Source text:

Whenever groups of people come together, they form a culture. Culture is the collection of values, beliefs and behaviors by which we operate within a group—whether that be a team, a business, a family, a religion, or a country. Culture develops from the stories we tell each other. Stories define who we are, what we do, and why and how we do it.
Culture is “the way we do things around here.” Unfortunately, “the way things are done around here,” can subtly work against a company’s stated ethical values. No matter what communications come from head office, employees will share their own stories. So, for example, the organization may say that retaliation against those who speak up will not be tolerated; but the reality may be that employees believe the opposite to be the case, because of the stories that are told of what happened to Ian from accounts when he blew the whistle that time.
By the coffee machine, in the staff room, at the away day, you will often hear people talking about ethical issues without even realizing it: issues of fairness, trust, conflicts, dilemmas. Employees communicate about ethics, regardless of any formal communication program, and they do so through stories.

Pointing records:

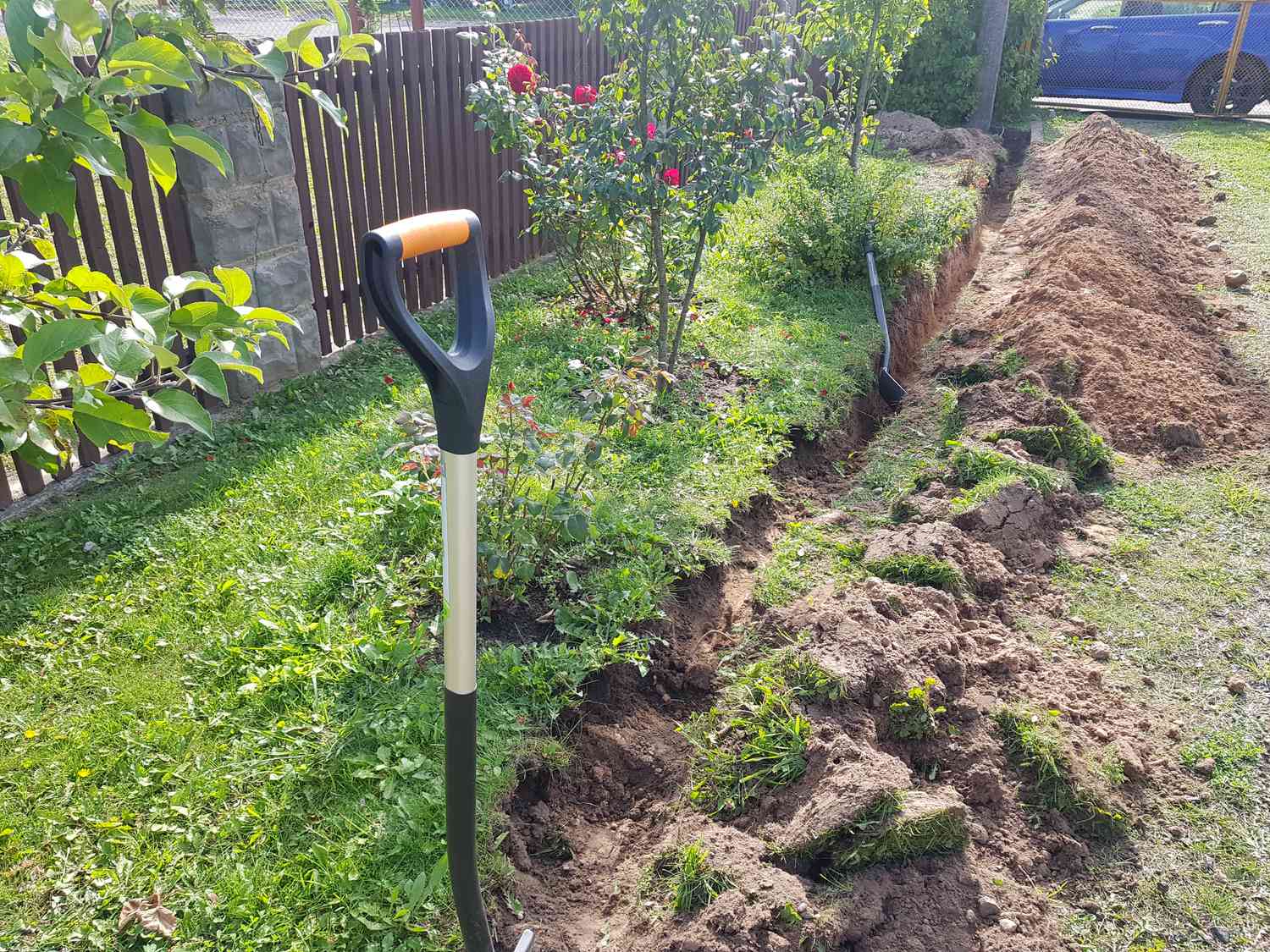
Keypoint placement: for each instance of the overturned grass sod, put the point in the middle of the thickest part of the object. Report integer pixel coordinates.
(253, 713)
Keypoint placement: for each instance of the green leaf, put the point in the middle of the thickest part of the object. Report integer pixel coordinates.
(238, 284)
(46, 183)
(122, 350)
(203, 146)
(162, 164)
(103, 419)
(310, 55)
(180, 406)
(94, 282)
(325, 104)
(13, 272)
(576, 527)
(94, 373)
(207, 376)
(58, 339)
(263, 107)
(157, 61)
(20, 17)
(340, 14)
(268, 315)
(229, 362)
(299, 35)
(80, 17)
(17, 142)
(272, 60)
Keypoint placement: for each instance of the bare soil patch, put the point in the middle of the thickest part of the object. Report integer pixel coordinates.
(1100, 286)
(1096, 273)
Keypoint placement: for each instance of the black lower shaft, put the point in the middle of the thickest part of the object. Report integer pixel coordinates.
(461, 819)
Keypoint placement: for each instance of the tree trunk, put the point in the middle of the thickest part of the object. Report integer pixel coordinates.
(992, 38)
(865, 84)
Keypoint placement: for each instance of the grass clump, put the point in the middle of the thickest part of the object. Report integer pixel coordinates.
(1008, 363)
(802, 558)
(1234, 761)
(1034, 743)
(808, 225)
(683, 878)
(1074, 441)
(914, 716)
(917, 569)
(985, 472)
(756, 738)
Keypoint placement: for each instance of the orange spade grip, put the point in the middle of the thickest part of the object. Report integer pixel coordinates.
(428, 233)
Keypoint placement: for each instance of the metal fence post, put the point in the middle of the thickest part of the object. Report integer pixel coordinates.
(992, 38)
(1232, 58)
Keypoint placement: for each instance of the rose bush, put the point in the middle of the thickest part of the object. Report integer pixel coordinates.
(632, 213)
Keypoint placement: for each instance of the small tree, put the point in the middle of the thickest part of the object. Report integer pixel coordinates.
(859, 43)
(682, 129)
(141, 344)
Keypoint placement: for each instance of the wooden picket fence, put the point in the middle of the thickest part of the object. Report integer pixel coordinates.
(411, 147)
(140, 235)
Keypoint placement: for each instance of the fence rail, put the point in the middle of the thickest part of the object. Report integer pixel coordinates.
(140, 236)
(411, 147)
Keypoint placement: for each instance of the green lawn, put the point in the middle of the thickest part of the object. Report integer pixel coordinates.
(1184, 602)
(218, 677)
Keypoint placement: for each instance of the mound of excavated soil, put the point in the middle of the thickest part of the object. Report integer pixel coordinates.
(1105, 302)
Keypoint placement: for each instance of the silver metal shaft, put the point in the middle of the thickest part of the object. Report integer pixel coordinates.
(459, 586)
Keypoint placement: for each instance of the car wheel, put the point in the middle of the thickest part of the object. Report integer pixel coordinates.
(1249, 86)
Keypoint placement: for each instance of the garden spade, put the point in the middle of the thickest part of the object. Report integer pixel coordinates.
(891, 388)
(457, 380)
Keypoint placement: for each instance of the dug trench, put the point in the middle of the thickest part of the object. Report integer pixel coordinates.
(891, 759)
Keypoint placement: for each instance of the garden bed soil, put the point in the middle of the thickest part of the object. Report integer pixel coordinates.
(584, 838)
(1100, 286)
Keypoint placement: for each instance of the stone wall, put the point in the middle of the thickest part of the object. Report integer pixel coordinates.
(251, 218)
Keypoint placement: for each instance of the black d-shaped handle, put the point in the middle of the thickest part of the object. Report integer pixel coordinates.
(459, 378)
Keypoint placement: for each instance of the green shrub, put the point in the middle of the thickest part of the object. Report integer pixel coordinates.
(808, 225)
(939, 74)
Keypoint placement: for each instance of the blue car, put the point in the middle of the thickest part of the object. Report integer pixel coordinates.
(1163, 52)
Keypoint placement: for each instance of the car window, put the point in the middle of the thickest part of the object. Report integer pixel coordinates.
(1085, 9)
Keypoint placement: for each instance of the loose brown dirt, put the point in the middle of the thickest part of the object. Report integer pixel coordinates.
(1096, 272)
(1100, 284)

Job 1:
Please copy the stretch of the passage on culture from "Whenever groups of" through "whistle that time.".
Job 2:
Count the lines of the entries that contain the string "metal", and reply with only the number.

Task result 1:
Whenever groups of people come together, they form a culture. Culture is the collection of values, beliefs and behaviors by which we operate within a group—whether that be a team, a business, a family, a religion, or a country. Culture develops from the stories we tell each other. Stories define who we are, what we do, and why and how we do it.
Culture is “the way we do things around here.” Unfortunately, “the way things are done around here,” can subtly work against a company’s stated ethical values. No matter what communications come from head office, employees will share their own stories. So, for example, the organization may say that retaliation against those who speak up will not be tolerated; but the reality may be that employees believe the opposite to be the case, because of the stories that are told of what happened to Ian from accounts when he blew the whistle that time.

Task result 2:
2